# Enunciado 1
Reproduce sin cambios el fragmento de texto sobre La Polinesia Meridional desde "Música con la" hasta "no da resaca.", ambos incluidos.
# Enunciado 2
Escribe la continuación del texto sobre el vuelo imaginado con La Polinesia Meridional, a partir de su última frase.

# Fragmento de texto
# # #
Música con la que escribo.

Hoy, La Polinesia Meridional de La Casa Azul.

En la versión que escribe mi mente, montamos en un pequeño avión birreactor, a mediados de siglo veinte, en una realidad en colores pastel y acuarela dibujada en una libreta de apuntes.

Volamos observando esas pequeñas islas casi desconocidas en las que imaginamos nativos vestidos con hojas de palmera comiendo fruta caída de los árboles. Soy un viajero europeo etnocéntrico y prejuicioso. Perdonadme, es el personaje.

En la avioneta monta esa gente a la que más quieres, y a la que te llevarías a unas vacaciones de ensueño. Los chicos con pantalón corto blanco y camisa floreada, las chicas con vestidos vaporosos y pamelas de paja. Mientras sobrevolamos el Pacífico, una amable azafata con corona de flores nos ofrece cócteles en enormes vasos a base de zumos y alcohol que no da resaca.
# # #
# Entradas

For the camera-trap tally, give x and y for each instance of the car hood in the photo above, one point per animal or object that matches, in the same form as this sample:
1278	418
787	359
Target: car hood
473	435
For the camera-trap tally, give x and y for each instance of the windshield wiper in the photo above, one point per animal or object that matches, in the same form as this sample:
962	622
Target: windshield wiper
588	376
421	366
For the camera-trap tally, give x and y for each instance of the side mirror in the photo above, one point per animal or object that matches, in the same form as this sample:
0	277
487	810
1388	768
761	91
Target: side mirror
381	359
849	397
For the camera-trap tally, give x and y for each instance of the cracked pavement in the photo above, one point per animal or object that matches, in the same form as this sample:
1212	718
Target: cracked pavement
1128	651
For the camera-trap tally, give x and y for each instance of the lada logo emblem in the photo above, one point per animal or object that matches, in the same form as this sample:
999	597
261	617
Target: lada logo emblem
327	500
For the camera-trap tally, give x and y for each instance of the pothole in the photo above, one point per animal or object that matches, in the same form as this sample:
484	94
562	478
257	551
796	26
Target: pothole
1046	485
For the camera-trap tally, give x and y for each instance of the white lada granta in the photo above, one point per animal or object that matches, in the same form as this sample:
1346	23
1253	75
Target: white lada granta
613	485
# # #
# Resultado 1
Música con la que escribo.

Hoy, La Polinesia Meridional de La Casa Azul.

En la versión que escribe mi mente, montamos en un pequeño avión birreactor, a mediados de siglo veinte, en una realidad en colores pastel y acuarela dibujada en una libreta de apuntes.

Volamos observando esas pequeñas islas casi desconocidas en las que imaginamos nativos vestidos con hojas de palmera comiendo fruta caída de los árboles. Soy un viajero europeo etnocéntrico y prejuicioso. Perdonadme, es el personaje.

En la avioneta monta esa gente a la que más quieres, y a la que te llevarías a unas vacaciones de ensueño. Los chicos con pantalón corto blanco y camisa floreada, las chicas con vestidos vaporosos y pamelas de paja. Mientras sobrevolamos el Pacífico, una amable azafata con corona de flores nos ofrece cócteles en enormes vasos a base de zumos y alcohol que no da resaca.

# Resultado 2
Leí hace poco, o lo vi en algún documental, que lo que da placer a nuestro cerebro no son los premios o recompensas sino el momento previo a obtenerlos. El pitido del whatsapp y no el mensaje, el papel de regalo y no el contenido, el momento de llamar al timbre de su puerta y no su sonrisa al abrirla. Vale, su sonrisa siempre nos da un poco de placer extra.

Disfrutamos más del camino que no de la meta. En mi versión, la avioneta va cargada de esa gente a la que más quiero, disfrutando del vuelo que nos lleva a la Polinesia Meridional.


La Casa Azul tiene esa capacidad de remontarte el ánimo. La banda sonora perfecta para los retos del día a día.

La Casa Azul me ha regalado grandes momentos en sus conciertos y deliciosas coincidencias con amigos.

Guille (para los neófitos, él es La Casa Azul) y yo vivimos en el mismo pueblo. Me he encontrado con él varias veces, pero nunca me he atrevido a decirle nada. Me puede mi timidez y actúo de discreto voyeur. Un día, muy por la mañana, saliendo a correr, y sacando el hígado por la boca, girando en una calle, casi me lo como. Se le quedó cara de susto, pobre.

Un día puede que lo salude.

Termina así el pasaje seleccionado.